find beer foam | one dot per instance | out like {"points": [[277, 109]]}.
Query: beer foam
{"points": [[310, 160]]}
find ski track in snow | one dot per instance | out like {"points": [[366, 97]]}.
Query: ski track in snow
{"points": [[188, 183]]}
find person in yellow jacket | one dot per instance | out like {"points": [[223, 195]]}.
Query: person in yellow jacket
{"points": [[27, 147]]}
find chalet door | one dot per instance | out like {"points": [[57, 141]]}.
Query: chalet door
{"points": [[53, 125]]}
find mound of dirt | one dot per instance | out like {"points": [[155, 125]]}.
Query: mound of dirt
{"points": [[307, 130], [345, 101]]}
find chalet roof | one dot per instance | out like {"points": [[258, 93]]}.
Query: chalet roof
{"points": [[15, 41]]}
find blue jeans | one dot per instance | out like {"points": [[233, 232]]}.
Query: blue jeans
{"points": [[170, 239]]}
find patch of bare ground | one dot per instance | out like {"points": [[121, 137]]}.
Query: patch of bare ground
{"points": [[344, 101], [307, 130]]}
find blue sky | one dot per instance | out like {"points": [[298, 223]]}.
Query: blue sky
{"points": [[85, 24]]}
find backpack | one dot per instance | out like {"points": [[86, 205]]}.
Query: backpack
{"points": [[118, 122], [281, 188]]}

---+---

* **EXERCISE**
Rewrite every line of the data above, requests included, and add 102 to each coordinate value in the answer points. Leave the sample points inside the requests unchanged.

* **SOLUTION BELOW**
find beer foam | one dot per instance | out like {"points": [[277, 109]]}.
Query: beer foam
{"points": [[412, 262]]}
find ski track in snow | one dot per instance | out like {"points": [[366, 97]]}.
Query: ski track in snow
{"points": [[290, 285]]}
find person in yellow jacket | one dot per instance | out like {"points": [[223, 195]]}.
Query: person in yellow jacket
{"points": [[129, 249]]}
find chalet door | one dot per instance | out like {"points": [[57, 141]]}.
Query: chalet door
{"points": [[155, 227]]}
find mound of dirt | one dot per instance | out like {"points": [[155, 125]]}.
Query: mound of dirt
{"points": [[409, 232], [447, 203]]}
find chalet roof | one dot per instance | out like {"points": [[258, 93]]}.
Query: chalet roof
{"points": [[117, 143]]}
find blue jeans | one dot per instance | out like {"points": [[233, 232]]}.
Query: blue jeans
{"points": [[272, 341]]}
find patch of bare ground | one dot per instance | out like {"points": [[121, 137]]}.
Query: patch of bare ground
{"points": [[446, 203], [409, 232]]}
find blue sky | one dot per instance | out like {"points": [[298, 223]]}.
Query: blue sky
{"points": [[187, 126]]}
find backpack | one dot per instance | out like {"points": [[86, 205]]}.
Query: backpack
{"points": [[220, 224], [383, 290]]}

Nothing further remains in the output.